:: ASSIGNED TASK ::
Starting at the first line of the data below, write out each line exactly until you reach the line containing "Target: young man standing", and include that line too.

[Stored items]
-=-=-=-=-
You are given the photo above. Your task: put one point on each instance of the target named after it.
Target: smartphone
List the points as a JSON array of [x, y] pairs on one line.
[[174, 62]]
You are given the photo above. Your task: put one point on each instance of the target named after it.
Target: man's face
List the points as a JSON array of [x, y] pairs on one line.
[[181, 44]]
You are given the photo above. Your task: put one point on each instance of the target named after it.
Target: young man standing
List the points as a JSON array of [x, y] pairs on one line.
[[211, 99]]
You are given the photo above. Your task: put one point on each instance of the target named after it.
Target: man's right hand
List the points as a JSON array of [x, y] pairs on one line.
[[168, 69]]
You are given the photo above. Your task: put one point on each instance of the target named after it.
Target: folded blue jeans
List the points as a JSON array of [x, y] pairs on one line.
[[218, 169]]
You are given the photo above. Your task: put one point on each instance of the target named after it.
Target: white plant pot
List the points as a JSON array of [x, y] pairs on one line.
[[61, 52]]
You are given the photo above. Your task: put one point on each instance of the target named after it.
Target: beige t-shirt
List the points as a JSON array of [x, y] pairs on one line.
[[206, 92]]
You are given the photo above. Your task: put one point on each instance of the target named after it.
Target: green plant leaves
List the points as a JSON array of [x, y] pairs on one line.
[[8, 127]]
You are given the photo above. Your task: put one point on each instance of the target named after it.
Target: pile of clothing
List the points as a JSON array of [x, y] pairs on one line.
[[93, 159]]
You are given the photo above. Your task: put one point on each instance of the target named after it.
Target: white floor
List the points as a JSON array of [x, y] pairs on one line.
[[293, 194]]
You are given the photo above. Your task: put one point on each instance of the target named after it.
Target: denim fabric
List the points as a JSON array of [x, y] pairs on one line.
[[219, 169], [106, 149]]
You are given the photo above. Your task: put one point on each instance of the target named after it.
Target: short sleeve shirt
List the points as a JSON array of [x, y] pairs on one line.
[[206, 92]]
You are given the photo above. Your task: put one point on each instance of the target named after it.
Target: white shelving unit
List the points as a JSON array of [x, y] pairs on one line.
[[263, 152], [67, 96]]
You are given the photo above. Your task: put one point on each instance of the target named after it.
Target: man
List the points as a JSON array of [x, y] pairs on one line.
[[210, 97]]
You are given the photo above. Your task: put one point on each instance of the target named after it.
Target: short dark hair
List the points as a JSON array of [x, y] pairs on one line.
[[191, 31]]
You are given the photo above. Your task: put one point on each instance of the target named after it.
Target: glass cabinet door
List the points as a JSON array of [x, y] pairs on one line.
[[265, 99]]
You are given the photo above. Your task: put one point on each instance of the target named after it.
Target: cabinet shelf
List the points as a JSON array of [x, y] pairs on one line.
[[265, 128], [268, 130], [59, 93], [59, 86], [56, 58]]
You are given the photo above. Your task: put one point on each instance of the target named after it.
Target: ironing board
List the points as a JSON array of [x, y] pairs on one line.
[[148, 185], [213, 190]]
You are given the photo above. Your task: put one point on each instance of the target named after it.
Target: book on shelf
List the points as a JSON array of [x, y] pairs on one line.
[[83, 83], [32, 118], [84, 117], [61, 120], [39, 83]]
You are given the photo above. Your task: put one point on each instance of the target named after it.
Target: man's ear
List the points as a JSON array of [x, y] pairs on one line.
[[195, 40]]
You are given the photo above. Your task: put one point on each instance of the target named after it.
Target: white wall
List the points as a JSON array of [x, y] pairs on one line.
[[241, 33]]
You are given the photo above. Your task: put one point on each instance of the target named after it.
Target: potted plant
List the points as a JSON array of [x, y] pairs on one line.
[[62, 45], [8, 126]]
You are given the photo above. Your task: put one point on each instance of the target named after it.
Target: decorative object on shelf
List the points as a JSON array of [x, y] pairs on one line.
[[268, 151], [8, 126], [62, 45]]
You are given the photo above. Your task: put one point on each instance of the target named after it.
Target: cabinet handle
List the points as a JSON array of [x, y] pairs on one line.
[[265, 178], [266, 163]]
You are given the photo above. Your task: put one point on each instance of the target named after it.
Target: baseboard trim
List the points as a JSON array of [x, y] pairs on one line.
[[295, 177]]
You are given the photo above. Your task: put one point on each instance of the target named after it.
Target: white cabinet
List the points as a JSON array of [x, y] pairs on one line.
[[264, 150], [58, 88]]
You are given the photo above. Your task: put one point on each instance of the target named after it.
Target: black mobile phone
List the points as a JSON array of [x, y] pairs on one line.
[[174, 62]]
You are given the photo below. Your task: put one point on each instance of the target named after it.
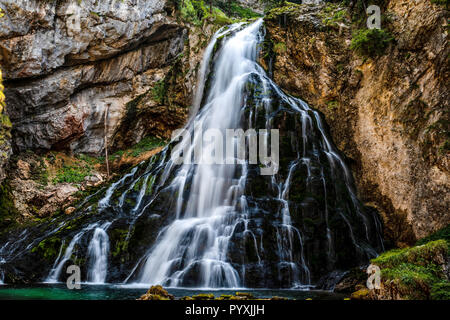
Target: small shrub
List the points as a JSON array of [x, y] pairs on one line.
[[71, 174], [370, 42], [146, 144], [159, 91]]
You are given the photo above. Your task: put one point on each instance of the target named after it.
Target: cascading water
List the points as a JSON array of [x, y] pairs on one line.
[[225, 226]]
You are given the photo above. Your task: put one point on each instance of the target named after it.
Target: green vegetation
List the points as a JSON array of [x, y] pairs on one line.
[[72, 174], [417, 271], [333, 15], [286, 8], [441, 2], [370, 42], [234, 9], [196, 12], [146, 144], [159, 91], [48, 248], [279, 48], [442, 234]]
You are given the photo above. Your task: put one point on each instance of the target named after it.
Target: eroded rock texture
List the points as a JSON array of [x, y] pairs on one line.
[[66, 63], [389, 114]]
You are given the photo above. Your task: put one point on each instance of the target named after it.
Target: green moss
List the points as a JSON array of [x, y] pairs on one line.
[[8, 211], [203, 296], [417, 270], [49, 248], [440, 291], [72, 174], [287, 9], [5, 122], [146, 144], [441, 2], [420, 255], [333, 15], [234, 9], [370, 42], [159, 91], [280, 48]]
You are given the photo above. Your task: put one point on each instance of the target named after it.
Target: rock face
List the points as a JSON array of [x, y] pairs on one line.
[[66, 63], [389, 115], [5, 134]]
-=-=-=-=-
:: YOUR SOLUTION ::
You are given the photo above. Your task: put one point on each instance of the target named after it.
Target: smartphone
List the points as a JSON array of [x, y] pairs on one line.
[[174, 62]]
You are given the photo above. Your task: put one point on each instance of the target named after it.
Target: man's face
List the points as a JSON array of [x, y] pairs on one line.
[[181, 44]]
You are given the photo above. Your task: put one point on each instance of the target named after it.
Target: young man standing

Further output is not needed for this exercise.